Stored data entries:
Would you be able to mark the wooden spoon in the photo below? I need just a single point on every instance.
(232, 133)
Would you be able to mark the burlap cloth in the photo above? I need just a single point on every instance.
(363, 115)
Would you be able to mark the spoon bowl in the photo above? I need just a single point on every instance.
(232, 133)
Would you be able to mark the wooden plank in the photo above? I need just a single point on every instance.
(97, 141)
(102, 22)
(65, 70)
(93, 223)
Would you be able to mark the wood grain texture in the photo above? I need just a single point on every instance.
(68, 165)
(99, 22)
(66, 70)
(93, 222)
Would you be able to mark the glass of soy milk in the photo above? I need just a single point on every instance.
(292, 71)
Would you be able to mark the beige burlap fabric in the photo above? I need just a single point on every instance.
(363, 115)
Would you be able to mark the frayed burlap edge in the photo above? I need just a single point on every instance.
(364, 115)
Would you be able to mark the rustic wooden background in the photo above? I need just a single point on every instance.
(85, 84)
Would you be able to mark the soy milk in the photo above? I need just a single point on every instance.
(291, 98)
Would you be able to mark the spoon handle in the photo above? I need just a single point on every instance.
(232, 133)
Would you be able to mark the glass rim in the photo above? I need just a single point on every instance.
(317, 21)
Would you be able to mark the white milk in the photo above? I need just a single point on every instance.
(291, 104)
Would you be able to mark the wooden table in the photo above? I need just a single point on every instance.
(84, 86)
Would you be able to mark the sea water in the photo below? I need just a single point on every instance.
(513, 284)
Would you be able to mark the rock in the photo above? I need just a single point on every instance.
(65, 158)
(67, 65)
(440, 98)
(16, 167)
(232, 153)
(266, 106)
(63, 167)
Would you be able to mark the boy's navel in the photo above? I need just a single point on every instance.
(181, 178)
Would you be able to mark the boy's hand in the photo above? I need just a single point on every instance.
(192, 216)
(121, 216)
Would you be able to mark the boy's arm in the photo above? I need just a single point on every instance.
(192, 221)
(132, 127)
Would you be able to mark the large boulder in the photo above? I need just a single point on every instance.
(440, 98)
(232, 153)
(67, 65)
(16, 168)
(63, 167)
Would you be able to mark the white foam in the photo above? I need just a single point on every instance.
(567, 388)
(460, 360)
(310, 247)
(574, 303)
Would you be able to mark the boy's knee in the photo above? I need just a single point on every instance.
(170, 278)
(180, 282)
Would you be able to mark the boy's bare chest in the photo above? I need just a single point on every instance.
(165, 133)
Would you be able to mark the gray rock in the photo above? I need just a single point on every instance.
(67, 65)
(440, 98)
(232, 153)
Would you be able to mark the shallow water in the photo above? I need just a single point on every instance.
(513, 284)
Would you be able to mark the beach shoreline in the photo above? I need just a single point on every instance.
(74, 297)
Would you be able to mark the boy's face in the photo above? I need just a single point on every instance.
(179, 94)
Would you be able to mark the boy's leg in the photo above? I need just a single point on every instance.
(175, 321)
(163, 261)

■ Work order: Each record above is to be restated word for word.

■ Reply to the exercise:
Would you be able to mark the wooden spoon in the photo below? I need just a single point on every instance.
(232, 133)
Would you be able to mark the burlap cloth in the photo above? I need just a single point on every instance.
(363, 115)
Would you be able to mark the spoon bowl in the photo above? I need just a single point on every instance.
(232, 133)
Would you be able to mark the wooden plank in the photo above? I need just a single point on every instance.
(97, 141)
(102, 22)
(65, 70)
(93, 223)
Would you be able to mark the wood grain texture in the photo above? I need just a single point on every instance.
(68, 165)
(99, 22)
(66, 70)
(93, 222)
Would you be able to mark the glass of soy milk in the photo above? I need just a single point on every instance.
(292, 71)
Would you be able to mark the beige burlap fabric in the photo above? I need just a single point on every instance.
(363, 115)
Would you be able to mark the frayed burlap edge in the photo above? I need just a single point on every instance.
(364, 115)
Would you be able to mark the rustic wooden background in the photo above? I need just a single point on every instance.
(85, 84)
Would you be able to mark the soy milk in the photo above? I need just a single point on every instance.
(291, 98)
Would you be able to mark the spoon handle in the photo above? I need just a single point on every instance.
(232, 133)
Would you be able to mark the glass rim in the photo above? I need just a single point on every instance.
(317, 21)
Would you be able to mark the white milk in the photo above? I need just a single point on every instance.
(291, 104)
Would you be able to mark the wooden table in the photo above? I need just a single point on every instance.
(84, 86)
Would you be able to mark the sea water in the photo below? I need just a single point on every instance.
(513, 284)
Would you be able to mark the rock in the photo above? I need just a single point on every instance.
(65, 158)
(67, 65)
(440, 98)
(16, 167)
(232, 153)
(266, 106)
(63, 167)
Would you be able to mark the boy's navel in the photo above? I need just a single point on every instance.
(181, 178)
Would you be able to mark the boy's hand in the photo above? I need just a single point on every instance.
(192, 216)
(121, 216)
Would you be able to mark the boy's arm in the photo above? I need just a single point on every instance.
(192, 221)
(132, 127)
Would you be able to mark the large boulder in the photo above? I need just a single point on every instance.
(440, 98)
(232, 153)
(67, 65)
(16, 168)
(63, 167)
Would you be able to mark the white foam in the photo above? I need just a single point on every instance.
(567, 388)
(460, 360)
(310, 247)
(574, 303)
Would you be able to mark the boy's knee in the photo above? I need just a single point on every instance.
(170, 278)
(180, 282)
Would you be able to mark the boy's bare chest in the photo above? I need just a single point on every instance.
(165, 133)
Would you be able to mark the gray rock in the photo above? I need just a single point on every instance.
(67, 65)
(440, 98)
(232, 153)
Would you be able to mark the shallow water in the photo above? I need just a single point on every instance.
(513, 284)
Would you be able to mark the beach shoreline in the photo above? I need just a single point on every instance.
(74, 297)
Would you be able to mark the boy's face in the photo above? I need just a single point on every instance.
(179, 94)
Would you be able to mark the boy's leg in the photo above? I need just a single point on every instance.
(175, 321)
(163, 261)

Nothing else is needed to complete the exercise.